**WHAT IS NEEDED:** Reproduce verbatim everything from the line containing "[outline] white cap" down to the end of the entries, with both of those ends included.

···

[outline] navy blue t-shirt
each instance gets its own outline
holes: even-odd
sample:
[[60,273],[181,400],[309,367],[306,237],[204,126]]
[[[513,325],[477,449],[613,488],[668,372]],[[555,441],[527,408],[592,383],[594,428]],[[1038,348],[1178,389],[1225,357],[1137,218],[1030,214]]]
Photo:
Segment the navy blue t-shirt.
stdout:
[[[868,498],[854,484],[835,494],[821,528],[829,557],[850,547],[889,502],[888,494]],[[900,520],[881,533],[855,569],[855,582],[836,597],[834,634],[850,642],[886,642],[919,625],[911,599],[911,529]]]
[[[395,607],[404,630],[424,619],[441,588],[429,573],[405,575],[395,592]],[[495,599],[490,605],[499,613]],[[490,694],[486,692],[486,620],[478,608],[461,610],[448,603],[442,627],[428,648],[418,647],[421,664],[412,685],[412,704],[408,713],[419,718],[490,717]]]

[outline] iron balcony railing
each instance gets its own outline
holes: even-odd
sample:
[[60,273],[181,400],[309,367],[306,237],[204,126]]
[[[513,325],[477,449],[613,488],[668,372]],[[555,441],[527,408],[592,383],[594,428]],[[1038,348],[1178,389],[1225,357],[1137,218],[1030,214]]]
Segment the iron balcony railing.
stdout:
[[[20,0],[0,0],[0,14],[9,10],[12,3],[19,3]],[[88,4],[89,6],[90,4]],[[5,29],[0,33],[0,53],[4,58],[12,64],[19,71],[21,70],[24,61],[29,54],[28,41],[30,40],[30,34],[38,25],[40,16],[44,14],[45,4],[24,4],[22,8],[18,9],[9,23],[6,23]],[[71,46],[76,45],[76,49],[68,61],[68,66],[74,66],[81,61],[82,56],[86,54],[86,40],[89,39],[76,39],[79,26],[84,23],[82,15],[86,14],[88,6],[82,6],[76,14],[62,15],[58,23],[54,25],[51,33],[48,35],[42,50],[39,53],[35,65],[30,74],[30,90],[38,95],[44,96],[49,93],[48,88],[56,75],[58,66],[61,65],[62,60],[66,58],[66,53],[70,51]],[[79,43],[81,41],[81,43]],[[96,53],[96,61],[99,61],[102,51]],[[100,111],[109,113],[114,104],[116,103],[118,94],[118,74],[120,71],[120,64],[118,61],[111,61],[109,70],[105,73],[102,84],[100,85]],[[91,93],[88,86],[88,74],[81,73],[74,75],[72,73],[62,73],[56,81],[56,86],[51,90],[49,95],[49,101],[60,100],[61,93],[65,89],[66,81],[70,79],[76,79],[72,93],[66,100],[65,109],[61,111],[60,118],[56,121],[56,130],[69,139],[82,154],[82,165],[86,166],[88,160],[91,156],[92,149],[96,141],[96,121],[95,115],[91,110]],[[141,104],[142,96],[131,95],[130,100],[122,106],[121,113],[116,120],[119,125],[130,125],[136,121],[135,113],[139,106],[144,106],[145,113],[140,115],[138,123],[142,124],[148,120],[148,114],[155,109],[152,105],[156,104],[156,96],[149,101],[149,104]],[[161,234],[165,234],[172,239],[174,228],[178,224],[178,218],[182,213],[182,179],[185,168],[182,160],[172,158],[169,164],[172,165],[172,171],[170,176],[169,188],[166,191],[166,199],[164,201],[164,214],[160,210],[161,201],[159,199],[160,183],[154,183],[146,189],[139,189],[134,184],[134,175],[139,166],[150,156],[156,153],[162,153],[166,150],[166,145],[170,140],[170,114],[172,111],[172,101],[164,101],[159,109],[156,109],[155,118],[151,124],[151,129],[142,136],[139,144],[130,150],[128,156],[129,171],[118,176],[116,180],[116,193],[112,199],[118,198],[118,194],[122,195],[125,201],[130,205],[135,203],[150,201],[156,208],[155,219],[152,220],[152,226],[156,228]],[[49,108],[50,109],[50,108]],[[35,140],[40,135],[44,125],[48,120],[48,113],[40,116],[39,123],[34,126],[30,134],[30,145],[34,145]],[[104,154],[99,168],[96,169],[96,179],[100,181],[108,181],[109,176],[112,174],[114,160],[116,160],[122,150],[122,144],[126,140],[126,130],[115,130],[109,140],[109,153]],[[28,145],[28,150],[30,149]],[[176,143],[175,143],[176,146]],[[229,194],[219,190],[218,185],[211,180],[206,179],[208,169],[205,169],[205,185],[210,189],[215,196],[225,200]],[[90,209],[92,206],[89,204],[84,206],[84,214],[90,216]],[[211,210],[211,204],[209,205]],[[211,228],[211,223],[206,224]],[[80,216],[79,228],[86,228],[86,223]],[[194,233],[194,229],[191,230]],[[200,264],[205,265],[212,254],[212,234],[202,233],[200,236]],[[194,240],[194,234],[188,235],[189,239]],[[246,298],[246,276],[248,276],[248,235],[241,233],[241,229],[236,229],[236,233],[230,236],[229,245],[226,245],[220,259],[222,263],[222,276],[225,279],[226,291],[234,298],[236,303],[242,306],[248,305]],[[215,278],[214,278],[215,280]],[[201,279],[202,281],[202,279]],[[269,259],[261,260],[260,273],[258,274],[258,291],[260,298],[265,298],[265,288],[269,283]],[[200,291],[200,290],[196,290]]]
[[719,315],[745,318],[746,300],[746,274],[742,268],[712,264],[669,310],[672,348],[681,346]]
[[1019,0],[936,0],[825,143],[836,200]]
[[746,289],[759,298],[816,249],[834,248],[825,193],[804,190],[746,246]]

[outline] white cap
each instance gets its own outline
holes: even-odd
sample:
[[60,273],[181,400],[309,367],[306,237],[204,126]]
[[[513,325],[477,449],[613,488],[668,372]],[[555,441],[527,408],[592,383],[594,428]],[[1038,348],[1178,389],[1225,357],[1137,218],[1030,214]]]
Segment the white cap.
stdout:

···

**FULL OUTPUT:**
[outline] white cap
each instance gets its own outline
holes: even-odd
sample:
[[60,273],[181,400],[309,367],[306,237],[204,126]]
[[[513,325],[477,449],[613,488],[668,372]],[[555,441],[527,408],[592,383],[594,428]],[[1038,348],[1178,389],[1225,357],[1137,218],[1030,214]]]
Segment the white cap.
stdout:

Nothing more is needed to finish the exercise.